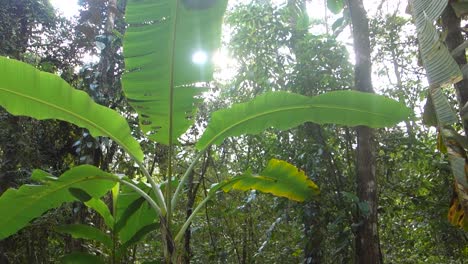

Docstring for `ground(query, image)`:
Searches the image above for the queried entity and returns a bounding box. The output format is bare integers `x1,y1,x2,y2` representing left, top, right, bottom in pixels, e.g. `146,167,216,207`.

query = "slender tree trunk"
442,1,468,135
348,0,381,264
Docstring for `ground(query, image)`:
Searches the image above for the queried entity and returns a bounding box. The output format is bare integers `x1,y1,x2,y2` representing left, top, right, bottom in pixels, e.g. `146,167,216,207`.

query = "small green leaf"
332,17,346,31
218,159,320,202
120,223,159,251
115,197,145,232
327,0,344,14
55,224,113,249
115,182,158,244
68,187,93,203
85,198,115,229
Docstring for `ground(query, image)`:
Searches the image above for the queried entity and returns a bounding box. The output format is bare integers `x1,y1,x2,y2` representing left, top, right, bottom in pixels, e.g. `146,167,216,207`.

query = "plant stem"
119,180,163,216
170,151,205,211
166,0,180,228
135,160,166,215
174,192,216,244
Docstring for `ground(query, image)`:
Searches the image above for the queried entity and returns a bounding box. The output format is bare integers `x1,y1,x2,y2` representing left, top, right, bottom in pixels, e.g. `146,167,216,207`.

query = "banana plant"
55,182,159,263
409,0,468,231
0,0,410,263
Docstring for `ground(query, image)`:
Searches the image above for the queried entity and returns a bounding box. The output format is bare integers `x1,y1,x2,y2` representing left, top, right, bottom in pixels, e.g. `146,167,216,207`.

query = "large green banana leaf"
55,224,113,249
0,165,119,239
0,56,143,161
214,159,320,202
122,0,227,144
196,91,411,149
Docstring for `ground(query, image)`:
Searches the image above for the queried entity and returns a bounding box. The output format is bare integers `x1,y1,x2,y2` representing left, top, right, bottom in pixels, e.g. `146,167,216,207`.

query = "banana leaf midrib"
0,87,140,161
200,104,389,148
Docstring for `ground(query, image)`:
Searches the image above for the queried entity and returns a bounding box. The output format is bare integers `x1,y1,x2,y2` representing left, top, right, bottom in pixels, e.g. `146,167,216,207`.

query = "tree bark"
442,1,468,135
348,0,381,264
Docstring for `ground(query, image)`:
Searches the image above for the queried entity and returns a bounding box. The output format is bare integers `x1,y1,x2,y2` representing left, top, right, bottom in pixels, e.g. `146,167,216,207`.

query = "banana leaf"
0,165,119,239
0,56,143,161
210,159,320,202
122,0,227,145
196,91,411,149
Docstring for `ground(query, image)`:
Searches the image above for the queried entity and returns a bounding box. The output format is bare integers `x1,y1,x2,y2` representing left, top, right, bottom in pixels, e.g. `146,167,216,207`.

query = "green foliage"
0,165,119,239
60,252,105,264
122,0,227,144
55,224,112,248
218,159,320,202
0,57,143,161
197,91,410,149
327,0,344,14
412,0,463,85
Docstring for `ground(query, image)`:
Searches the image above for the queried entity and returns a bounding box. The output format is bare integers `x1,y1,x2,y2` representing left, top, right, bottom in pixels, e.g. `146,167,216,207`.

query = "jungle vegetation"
0,0,468,264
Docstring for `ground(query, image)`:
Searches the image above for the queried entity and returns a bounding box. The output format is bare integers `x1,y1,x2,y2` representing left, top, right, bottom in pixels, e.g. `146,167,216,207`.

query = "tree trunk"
442,1,468,135
348,0,381,264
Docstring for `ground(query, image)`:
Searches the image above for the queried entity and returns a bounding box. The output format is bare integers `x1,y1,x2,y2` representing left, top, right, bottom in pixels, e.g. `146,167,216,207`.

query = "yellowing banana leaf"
410,0,463,86
0,165,119,239
214,159,320,202
122,0,227,144
196,91,411,149
0,56,143,161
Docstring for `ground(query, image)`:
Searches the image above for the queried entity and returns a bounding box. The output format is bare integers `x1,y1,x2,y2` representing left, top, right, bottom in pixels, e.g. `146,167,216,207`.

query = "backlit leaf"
0,56,143,161
215,159,320,202
196,91,411,149
122,0,227,144
0,165,119,239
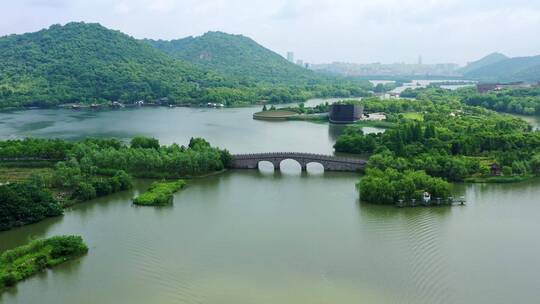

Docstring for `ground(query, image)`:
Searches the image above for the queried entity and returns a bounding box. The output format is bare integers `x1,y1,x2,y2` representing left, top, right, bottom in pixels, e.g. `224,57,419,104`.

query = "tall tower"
287,52,294,63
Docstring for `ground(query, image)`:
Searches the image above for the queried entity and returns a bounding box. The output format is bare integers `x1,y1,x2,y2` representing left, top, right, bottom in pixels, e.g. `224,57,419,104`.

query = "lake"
0,103,540,304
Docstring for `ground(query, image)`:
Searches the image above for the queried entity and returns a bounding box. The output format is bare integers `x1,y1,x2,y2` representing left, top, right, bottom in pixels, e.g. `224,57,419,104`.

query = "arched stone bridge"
231,152,367,172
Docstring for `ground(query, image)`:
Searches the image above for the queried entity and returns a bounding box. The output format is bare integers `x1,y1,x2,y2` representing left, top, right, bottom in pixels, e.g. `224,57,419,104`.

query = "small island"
0,236,88,292
133,180,186,206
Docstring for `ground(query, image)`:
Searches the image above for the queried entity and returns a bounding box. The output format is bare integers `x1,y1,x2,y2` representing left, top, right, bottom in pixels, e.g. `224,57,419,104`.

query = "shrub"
133,180,186,206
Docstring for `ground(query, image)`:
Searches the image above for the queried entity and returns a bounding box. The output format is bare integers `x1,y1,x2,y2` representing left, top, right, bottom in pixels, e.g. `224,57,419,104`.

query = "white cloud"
0,0,540,63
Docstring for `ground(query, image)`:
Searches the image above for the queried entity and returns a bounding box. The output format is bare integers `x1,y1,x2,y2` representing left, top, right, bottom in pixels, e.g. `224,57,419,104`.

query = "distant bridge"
231,152,367,172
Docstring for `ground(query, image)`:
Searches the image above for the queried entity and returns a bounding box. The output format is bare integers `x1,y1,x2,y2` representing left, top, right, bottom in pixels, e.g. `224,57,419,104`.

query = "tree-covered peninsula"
0,137,231,230
133,180,186,206
335,89,540,203
0,236,88,292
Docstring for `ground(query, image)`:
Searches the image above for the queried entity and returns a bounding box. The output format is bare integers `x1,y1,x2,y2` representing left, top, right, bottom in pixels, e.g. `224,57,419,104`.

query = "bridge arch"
257,159,279,171
279,158,304,171
306,161,326,172
230,152,367,172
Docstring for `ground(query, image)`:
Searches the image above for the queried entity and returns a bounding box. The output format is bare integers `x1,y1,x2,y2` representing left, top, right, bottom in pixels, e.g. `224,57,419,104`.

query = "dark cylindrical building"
329,104,364,124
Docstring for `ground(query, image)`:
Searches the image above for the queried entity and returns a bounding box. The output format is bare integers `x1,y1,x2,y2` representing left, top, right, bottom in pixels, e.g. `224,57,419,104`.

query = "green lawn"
403,112,424,121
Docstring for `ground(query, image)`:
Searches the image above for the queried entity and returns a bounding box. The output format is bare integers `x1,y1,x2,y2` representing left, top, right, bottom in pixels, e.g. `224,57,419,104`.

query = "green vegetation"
0,23,371,108
0,23,223,107
145,32,324,84
462,54,540,82
334,88,540,203
0,181,63,231
357,168,451,205
253,109,298,120
133,180,186,206
0,236,88,291
464,87,540,115
0,137,231,230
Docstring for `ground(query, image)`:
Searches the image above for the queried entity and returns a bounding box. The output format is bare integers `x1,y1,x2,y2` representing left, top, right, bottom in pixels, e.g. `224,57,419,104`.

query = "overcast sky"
0,0,540,64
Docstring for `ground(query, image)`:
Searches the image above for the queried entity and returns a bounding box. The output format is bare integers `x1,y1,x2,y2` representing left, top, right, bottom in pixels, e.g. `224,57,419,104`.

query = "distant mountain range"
0,23,222,106
0,22,369,108
461,53,540,82
145,32,323,84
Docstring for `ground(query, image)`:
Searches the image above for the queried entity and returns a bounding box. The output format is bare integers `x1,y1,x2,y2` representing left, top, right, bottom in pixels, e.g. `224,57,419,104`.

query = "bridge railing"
232,152,366,163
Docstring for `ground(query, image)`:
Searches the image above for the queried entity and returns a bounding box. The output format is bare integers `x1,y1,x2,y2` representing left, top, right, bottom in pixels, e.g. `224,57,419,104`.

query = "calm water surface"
0,103,540,304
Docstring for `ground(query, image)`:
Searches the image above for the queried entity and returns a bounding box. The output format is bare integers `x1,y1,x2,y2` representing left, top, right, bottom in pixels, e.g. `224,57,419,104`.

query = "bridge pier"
231,152,367,172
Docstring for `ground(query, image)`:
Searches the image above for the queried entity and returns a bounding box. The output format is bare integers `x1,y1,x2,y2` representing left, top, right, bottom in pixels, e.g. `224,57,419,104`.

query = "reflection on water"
0,103,540,304
0,171,540,304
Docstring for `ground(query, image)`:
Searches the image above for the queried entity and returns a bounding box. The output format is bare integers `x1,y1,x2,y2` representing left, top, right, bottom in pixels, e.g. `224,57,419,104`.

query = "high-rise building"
287,52,294,63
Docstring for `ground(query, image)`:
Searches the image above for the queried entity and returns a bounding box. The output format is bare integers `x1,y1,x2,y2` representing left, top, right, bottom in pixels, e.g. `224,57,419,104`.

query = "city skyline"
0,0,540,65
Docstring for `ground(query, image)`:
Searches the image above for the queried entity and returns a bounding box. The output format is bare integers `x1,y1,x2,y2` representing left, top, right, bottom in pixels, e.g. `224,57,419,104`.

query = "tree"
131,136,159,150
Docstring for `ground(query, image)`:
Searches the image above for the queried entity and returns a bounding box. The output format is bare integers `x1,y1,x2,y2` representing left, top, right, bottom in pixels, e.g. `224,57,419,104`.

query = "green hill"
0,23,222,107
460,53,509,74
464,52,540,82
145,32,325,84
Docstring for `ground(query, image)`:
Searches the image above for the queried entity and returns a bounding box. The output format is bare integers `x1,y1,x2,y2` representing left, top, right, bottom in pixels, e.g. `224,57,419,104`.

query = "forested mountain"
0,23,223,106
0,23,371,108
464,52,540,82
460,53,509,74
145,32,324,84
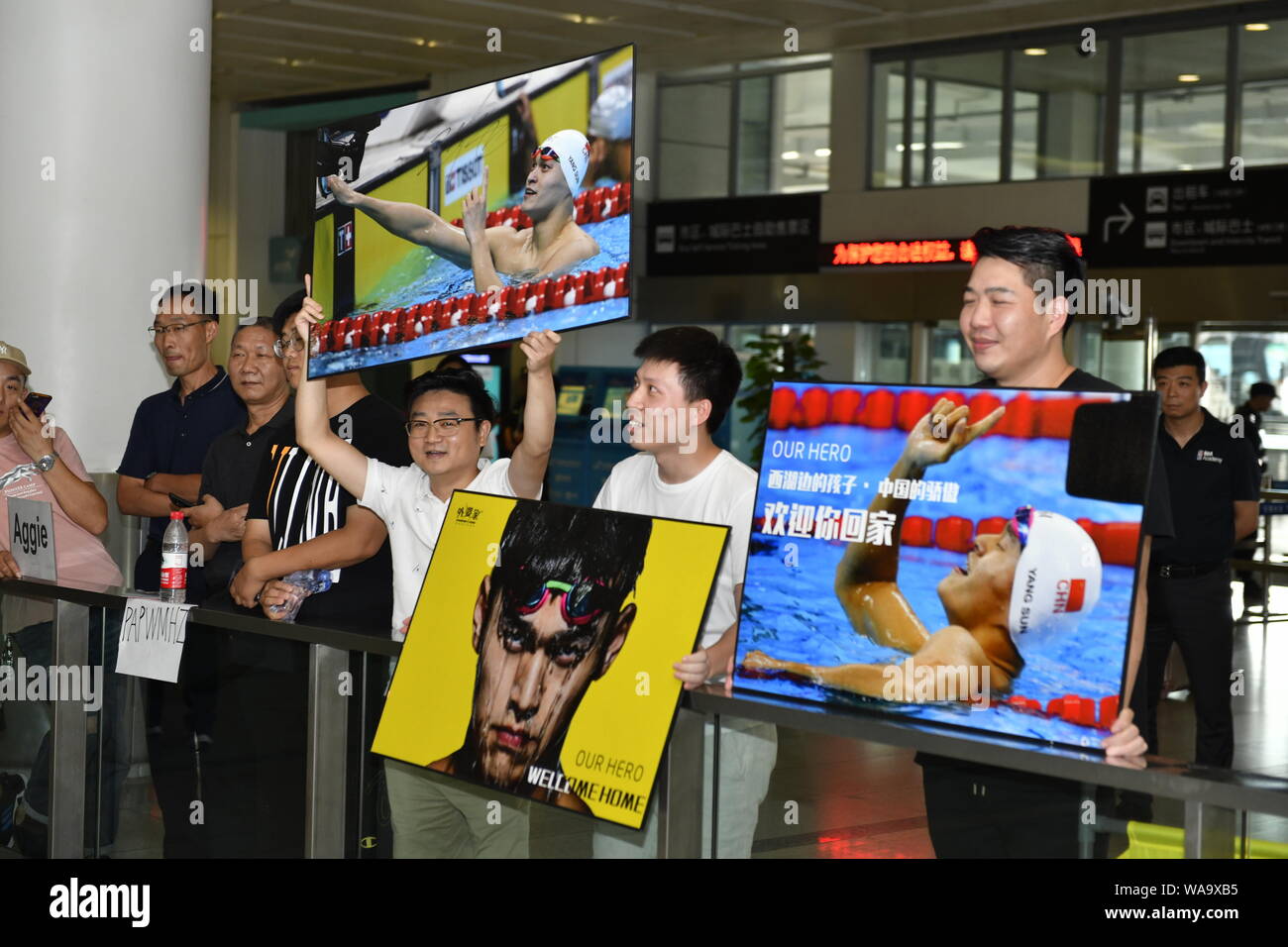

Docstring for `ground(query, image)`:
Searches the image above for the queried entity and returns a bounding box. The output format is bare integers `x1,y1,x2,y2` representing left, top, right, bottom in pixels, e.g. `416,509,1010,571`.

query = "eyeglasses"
403,417,483,437
273,335,321,359
511,575,618,627
149,320,210,339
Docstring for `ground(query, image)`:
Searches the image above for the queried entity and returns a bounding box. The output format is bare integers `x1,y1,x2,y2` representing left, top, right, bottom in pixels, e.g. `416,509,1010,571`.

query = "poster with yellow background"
373,491,729,828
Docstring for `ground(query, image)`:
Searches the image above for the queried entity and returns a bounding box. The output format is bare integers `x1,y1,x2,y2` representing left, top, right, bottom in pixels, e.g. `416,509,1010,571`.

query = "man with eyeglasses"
295,277,559,858
327,129,599,292
116,282,245,604
229,292,411,631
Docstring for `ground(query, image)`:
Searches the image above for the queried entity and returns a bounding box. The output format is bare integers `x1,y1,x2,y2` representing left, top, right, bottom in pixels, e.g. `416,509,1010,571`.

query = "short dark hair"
403,368,496,425
1150,346,1207,382
635,326,742,434
493,500,653,608
152,279,219,322
228,316,280,347
273,290,304,335
971,226,1087,335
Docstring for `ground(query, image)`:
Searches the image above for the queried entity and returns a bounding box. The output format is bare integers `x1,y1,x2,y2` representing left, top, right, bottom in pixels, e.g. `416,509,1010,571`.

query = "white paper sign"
9,497,58,582
116,598,192,684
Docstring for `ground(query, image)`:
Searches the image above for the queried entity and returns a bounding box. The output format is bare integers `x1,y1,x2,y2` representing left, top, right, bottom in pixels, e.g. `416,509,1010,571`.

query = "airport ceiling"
211,0,1246,102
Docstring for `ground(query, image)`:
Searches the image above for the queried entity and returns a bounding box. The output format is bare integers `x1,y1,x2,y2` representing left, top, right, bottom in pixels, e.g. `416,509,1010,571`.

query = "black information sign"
1086,166,1288,266
648,192,819,275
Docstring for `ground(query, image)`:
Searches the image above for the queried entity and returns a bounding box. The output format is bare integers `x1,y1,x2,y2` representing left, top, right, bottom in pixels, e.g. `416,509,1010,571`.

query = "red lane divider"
452,180,631,231
314,263,631,353
769,386,1108,441
1001,693,1118,730
899,517,1140,566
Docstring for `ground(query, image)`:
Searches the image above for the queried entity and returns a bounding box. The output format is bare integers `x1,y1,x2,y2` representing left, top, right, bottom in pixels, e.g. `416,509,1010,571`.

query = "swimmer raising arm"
834,398,1005,655
327,129,599,292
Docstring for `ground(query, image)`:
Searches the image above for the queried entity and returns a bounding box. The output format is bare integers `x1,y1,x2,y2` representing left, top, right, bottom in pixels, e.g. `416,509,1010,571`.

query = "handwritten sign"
116,598,192,684
9,497,58,582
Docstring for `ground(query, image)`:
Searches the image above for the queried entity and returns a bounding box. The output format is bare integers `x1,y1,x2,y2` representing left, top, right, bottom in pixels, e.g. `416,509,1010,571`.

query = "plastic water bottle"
269,570,331,621
161,510,188,603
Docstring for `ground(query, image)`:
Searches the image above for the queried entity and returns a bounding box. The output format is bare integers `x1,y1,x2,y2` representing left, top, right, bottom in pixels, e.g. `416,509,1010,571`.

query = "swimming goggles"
514,579,613,626
1012,506,1033,549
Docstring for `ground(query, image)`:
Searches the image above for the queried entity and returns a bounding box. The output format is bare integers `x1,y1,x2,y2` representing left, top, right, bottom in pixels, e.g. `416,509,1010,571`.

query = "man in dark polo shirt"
1133,346,1259,767
917,227,1172,858
116,282,246,858
116,282,245,604
188,318,295,596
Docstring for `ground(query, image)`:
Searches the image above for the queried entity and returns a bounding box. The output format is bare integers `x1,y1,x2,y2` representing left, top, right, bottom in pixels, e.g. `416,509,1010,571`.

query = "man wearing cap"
743,399,1102,702
1231,381,1279,609
327,129,599,292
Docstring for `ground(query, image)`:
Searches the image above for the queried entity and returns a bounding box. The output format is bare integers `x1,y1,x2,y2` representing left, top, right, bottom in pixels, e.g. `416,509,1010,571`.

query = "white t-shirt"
595,451,756,648
358,458,518,642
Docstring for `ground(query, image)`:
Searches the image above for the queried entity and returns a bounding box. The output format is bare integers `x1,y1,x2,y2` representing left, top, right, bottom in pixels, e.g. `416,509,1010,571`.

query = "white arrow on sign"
1100,201,1136,244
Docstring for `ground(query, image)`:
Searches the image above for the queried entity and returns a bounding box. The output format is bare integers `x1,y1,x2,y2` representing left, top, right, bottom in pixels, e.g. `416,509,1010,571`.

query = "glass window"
1118,27,1227,174
912,51,1002,184
1012,40,1109,180
737,68,832,194
658,82,733,200
930,320,983,385
1239,20,1288,164
868,61,903,188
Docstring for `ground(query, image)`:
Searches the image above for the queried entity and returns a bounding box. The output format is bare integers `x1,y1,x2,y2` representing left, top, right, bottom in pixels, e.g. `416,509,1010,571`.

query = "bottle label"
161,552,188,588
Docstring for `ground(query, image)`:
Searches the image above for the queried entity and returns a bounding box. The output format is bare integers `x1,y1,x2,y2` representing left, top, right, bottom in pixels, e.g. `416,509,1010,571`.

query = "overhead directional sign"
1086,166,1288,266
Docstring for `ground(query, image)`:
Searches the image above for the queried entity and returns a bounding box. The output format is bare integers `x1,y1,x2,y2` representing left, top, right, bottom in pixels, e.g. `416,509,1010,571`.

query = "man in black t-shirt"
1133,346,1261,767
231,294,411,634
917,227,1172,858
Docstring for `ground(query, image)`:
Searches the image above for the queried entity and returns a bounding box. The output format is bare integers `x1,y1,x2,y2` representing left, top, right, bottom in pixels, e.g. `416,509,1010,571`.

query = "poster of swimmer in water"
309,47,635,377
735,382,1150,746
373,491,729,828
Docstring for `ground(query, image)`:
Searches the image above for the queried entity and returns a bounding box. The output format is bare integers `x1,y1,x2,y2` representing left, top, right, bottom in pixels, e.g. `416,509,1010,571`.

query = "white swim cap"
590,82,631,142
533,129,590,194
1010,506,1103,651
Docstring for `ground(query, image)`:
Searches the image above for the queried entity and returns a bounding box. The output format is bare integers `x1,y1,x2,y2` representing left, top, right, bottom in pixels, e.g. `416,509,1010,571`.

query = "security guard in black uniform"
1132,347,1259,767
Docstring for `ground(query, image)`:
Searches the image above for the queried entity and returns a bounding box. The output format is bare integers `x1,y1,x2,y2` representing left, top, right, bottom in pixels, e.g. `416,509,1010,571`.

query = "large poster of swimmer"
735,384,1156,746
309,47,635,377
373,491,728,828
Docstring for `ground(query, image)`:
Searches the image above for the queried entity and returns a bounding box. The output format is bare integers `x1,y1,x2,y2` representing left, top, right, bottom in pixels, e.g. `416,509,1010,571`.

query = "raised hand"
903,398,1006,468
519,329,561,374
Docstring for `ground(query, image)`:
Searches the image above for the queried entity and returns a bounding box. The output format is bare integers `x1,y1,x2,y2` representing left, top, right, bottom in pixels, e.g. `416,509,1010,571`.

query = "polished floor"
0,582,1288,858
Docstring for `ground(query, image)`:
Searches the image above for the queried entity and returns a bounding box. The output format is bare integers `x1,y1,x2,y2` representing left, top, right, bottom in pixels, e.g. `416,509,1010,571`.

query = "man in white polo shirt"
593,326,778,858
295,287,559,858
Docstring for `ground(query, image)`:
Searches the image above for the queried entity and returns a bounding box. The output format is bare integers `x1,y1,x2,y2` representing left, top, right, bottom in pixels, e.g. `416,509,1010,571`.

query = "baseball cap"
0,342,31,374
1010,506,1104,650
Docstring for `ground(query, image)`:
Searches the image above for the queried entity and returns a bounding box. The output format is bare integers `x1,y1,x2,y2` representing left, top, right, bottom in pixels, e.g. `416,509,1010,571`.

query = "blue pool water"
309,204,631,376
737,393,1141,746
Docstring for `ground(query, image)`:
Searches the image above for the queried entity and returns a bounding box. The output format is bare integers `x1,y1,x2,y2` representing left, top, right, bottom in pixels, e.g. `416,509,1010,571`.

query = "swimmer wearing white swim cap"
743,398,1102,702
327,129,599,292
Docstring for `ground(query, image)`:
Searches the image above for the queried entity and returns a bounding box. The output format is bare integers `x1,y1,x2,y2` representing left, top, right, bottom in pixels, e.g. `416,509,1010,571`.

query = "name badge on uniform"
9,497,58,582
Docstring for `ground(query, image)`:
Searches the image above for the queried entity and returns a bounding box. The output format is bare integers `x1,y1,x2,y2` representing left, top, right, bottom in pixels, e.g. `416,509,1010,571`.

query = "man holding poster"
295,287,559,858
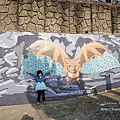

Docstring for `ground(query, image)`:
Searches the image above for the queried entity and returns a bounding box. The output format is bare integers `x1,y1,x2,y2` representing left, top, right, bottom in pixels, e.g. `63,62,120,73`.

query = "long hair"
37,70,43,76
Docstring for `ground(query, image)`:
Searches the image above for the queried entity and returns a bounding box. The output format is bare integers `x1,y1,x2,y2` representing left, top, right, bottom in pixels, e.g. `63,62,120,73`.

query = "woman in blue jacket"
26,70,52,106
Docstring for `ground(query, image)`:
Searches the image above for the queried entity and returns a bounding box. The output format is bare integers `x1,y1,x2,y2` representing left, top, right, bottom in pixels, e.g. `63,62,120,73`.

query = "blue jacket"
30,71,50,83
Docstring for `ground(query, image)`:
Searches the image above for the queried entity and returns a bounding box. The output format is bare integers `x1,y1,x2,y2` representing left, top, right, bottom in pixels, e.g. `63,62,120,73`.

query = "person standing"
26,69,52,106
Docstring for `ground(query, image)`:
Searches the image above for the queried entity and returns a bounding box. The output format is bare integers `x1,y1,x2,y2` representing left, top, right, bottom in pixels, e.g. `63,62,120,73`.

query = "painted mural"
0,31,120,105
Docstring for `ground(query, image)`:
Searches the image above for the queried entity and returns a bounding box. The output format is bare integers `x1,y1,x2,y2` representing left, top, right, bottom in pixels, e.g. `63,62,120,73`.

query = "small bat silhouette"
27,40,107,85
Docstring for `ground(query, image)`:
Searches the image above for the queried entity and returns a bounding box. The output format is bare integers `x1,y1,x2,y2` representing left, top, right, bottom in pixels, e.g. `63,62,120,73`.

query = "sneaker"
36,102,40,106
43,101,47,105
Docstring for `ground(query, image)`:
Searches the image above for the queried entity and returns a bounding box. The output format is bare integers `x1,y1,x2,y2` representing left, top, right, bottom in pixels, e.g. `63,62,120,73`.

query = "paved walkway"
0,88,120,120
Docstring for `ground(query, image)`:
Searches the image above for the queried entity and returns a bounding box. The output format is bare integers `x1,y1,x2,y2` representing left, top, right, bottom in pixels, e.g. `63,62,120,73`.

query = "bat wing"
76,42,107,67
27,40,69,67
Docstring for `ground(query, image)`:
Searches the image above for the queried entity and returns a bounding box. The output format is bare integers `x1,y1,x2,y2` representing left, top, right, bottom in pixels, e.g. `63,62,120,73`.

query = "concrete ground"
0,88,120,120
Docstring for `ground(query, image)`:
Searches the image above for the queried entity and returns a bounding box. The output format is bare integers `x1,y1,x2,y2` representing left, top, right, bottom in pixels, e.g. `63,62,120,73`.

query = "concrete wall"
0,31,120,105
0,0,120,34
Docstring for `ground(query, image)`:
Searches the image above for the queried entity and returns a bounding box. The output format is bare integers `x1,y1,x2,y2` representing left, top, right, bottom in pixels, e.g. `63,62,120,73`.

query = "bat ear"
64,58,70,64
75,58,80,64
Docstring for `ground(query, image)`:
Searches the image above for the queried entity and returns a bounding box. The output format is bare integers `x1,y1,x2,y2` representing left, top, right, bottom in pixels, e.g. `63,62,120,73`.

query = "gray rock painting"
0,31,120,105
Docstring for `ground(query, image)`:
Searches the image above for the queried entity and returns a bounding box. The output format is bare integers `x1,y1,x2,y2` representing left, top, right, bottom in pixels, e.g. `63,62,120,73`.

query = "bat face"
65,59,80,74
27,40,107,85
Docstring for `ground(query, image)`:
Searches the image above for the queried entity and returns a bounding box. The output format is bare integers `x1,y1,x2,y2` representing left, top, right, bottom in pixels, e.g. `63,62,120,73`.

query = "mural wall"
0,31,120,105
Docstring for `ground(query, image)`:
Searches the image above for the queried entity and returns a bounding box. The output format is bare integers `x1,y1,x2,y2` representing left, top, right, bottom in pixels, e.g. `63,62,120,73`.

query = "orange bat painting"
27,40,107,85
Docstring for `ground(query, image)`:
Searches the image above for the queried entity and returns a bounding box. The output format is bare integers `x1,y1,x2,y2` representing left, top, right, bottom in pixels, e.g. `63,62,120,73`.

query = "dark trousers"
37,90,45,102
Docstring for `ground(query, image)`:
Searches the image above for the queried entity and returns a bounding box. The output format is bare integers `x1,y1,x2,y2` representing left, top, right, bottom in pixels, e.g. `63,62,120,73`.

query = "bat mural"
0,31,120,105
27,40,107,85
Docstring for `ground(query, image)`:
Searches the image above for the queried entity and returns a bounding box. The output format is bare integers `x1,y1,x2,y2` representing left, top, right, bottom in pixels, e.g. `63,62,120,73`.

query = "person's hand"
26,72,30,74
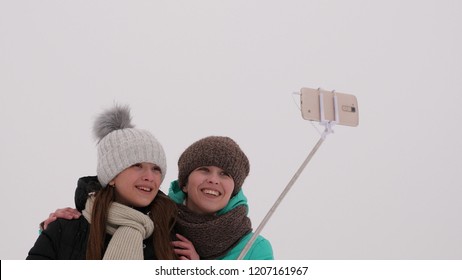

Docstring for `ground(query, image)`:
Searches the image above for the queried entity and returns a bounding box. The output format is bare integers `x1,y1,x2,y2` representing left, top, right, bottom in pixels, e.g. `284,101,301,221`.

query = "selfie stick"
237,89,339,260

=======

## SHORT EXERCISE:
Write out each line of the data above that contains the word "sign", one line per row.

## ANSWER TO THE TASK:
query = "white paper sign"
query = "black information sign"
query = "handwritten sign"
query = "white arrow on sign"
query = "overhead directional sign"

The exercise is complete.